EXERCISE GOAL >> Report each line of the material below that contains the word "banner", copying every such line in full.

[Labeled-object pointing entries]

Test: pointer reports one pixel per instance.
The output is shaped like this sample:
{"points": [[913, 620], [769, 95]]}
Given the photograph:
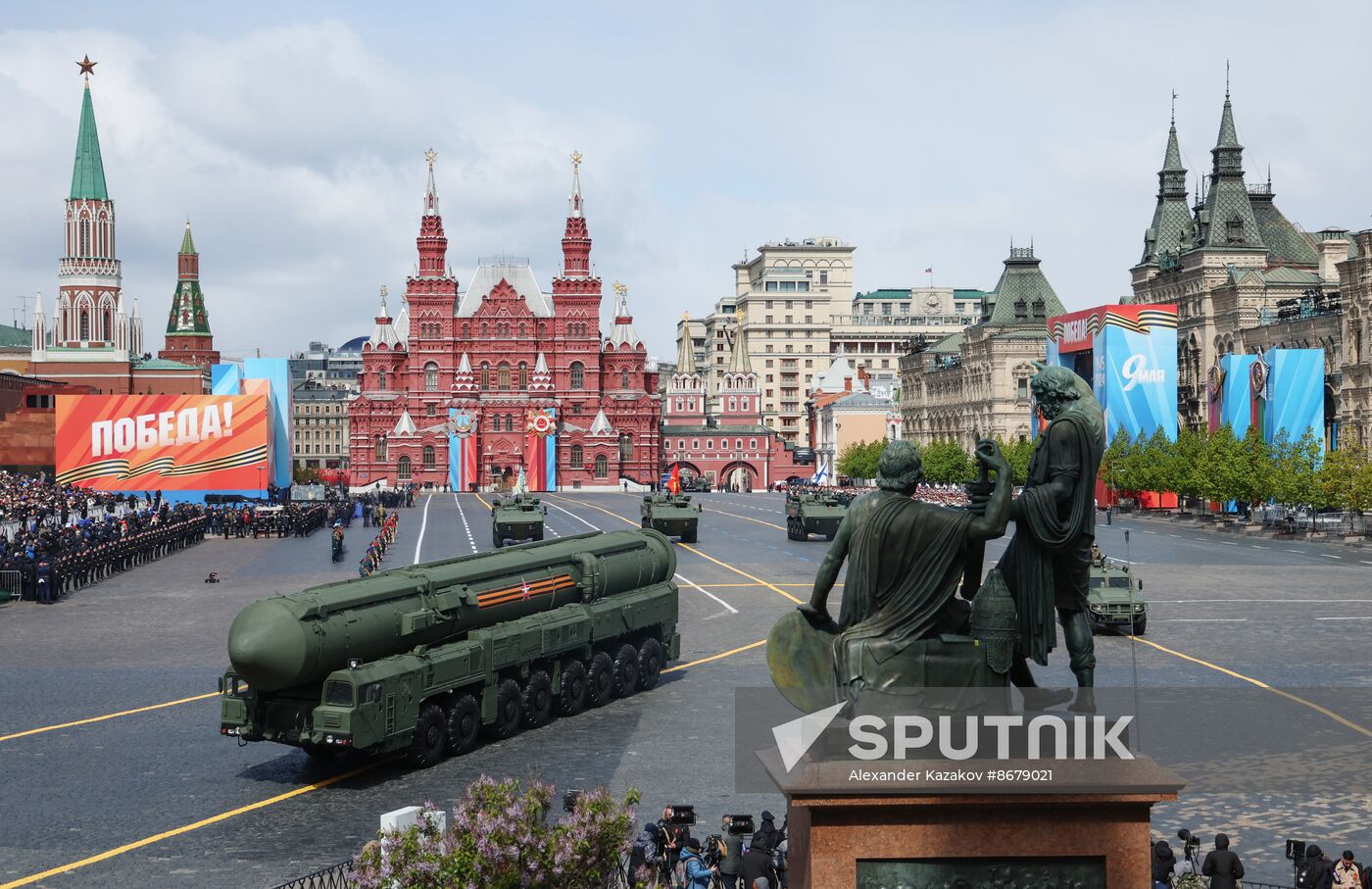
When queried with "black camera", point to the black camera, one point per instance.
{"points": [[738, 824], [681, 815]]}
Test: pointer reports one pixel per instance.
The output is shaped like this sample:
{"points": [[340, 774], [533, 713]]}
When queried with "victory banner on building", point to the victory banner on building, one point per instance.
{"points": [[164, 442]]}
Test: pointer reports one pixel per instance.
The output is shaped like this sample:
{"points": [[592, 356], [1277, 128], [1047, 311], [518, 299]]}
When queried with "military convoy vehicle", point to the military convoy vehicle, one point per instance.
{"points": [[422, 659], [812, 512], [1114, 597], [674, 515], [517, 518]]}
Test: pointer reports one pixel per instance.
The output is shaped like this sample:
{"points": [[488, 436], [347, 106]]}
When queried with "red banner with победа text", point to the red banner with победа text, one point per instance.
{"points": [[164, 442]]}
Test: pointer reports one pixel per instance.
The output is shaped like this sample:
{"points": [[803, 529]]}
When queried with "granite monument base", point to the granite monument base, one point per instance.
{"points": [[939, 824]]}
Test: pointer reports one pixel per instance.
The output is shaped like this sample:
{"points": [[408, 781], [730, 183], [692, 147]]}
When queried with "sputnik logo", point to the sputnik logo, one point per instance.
{"points": [[796, 737]]}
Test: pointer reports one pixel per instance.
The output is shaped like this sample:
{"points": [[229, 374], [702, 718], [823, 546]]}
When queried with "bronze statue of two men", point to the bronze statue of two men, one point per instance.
{"points": [[902, 623]]}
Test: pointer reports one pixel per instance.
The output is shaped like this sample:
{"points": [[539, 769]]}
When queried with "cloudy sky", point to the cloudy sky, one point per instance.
{"points": [[926, 134]]}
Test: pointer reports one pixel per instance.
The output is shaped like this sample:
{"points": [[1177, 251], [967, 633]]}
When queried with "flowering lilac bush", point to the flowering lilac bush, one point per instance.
{"points": [[500, 837]]}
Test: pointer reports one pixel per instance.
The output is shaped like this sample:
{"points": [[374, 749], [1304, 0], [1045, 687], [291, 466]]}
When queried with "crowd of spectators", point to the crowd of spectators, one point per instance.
{"points": [[55, 538], [667, 855]]}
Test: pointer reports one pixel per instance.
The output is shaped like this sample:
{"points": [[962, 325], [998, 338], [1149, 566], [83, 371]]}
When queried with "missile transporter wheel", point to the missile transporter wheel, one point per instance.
{"points": [[464, 724], [600, 679], [510, 710], [429, 737], [538, 700], [571, 696], [649, 663], [626, 669]]}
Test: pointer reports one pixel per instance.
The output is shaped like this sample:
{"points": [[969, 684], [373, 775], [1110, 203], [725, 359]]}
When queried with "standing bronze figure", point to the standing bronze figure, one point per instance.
{"points": [[1049, 560]]}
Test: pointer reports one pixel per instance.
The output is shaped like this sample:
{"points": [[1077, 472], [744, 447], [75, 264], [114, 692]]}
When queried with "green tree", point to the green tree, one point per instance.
{"points": [[1018, 453], [1345, 479], [1179, 469], [1117, 464], [859, 459], [1255, 477], [947, 463], [1297, 477], [1220, 470]]}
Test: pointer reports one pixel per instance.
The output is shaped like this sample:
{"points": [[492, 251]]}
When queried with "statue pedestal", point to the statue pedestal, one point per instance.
{"points": [[1091, 816]]}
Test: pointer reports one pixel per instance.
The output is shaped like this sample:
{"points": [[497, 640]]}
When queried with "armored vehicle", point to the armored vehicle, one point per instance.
{"points": [[421, 659], [812, 512], [674, 515], [516, 518], [1114, 597]]}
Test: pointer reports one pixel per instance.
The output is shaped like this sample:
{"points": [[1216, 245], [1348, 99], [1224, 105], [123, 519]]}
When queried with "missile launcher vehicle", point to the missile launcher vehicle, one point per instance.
{"points": [[812, 512], [674, 515], [517, 518], [1114, 598], [425, 659]]}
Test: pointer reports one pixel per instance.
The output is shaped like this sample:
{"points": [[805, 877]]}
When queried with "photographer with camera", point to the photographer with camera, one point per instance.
{"points": [[697, 871], [1221, 865], [644, 858], [731, 852], [672, 833], [758, 864]]}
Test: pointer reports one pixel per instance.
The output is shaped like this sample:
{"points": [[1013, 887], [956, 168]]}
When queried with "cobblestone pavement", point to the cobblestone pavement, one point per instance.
{"points": [[96, 797]]}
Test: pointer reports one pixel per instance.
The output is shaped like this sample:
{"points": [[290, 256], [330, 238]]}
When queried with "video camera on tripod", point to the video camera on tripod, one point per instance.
{"points": [[1190, 848], [738, 824]]}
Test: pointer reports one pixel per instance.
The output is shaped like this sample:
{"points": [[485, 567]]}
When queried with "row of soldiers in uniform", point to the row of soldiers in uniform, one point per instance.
{"points": [[376, 550], [47, 568], [249, 520]]}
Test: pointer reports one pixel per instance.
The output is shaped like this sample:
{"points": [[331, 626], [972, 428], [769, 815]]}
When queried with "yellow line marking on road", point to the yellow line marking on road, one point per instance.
{"points": [[722, 564], [95, 719], [1294, 699], [747, 519], [184, 829], [741, 572], [704, 660]]}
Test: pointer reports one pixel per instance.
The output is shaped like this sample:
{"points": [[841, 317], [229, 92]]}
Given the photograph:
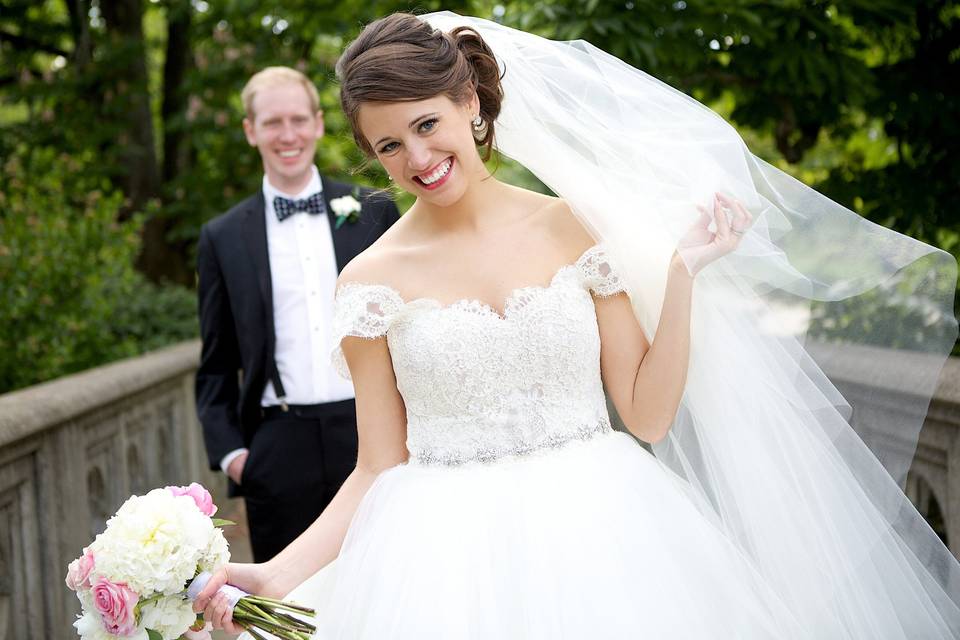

REPLY TO THE EXERCISE >>
When queried with "victory banner on building", point to the victory banner on building, one point per instance.
When queried with "red banner with победа text", point to the red banner with победа text, one point per instance.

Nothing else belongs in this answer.